[Supplied information]

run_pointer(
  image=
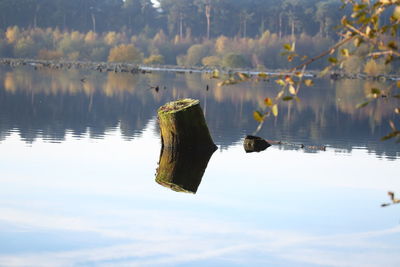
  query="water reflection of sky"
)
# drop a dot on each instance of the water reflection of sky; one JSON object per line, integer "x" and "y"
{"x": 92, "y": 202}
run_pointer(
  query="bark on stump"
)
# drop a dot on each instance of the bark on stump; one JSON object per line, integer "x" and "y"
{"x": 183, "y": 126}
{"x": 187, "y": 145}
{"x": 183, "y": 170}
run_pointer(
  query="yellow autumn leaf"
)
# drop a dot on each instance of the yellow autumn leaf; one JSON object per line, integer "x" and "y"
{"x": 258, "y": 116}
{"x": 292, "y": 90}
{"x": 274, "y": 110}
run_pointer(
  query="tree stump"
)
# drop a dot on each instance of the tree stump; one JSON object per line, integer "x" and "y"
{"x": 183, "y": 126}
{"x": 182, "y": 170}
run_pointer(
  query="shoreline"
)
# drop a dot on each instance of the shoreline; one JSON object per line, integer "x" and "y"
{"x": 143, "y": 69}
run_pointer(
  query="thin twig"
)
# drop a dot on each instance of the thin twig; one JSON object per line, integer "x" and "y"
{"x": 372, "y": 41}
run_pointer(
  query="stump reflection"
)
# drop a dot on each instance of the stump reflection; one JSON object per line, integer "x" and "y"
{"x": 182, "y": 170}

[/Supplied information]

* Problem description: Lines from the one that contains "# drop a dot on each instance of the thin" through the final line of the entries must be duplicated exactly, and no other lines.

* Response:
# drop a dot on each instance of the thin twig; one JSON object per line, integer "x" and "y"
{"x": 372, "y": 41}
run_pointer(
  query="stump reflection"
)
# drop a dot on each instance of the stump reflection; one JSON object per line, integer "x" and "y"
{"x": 182, "y": 170}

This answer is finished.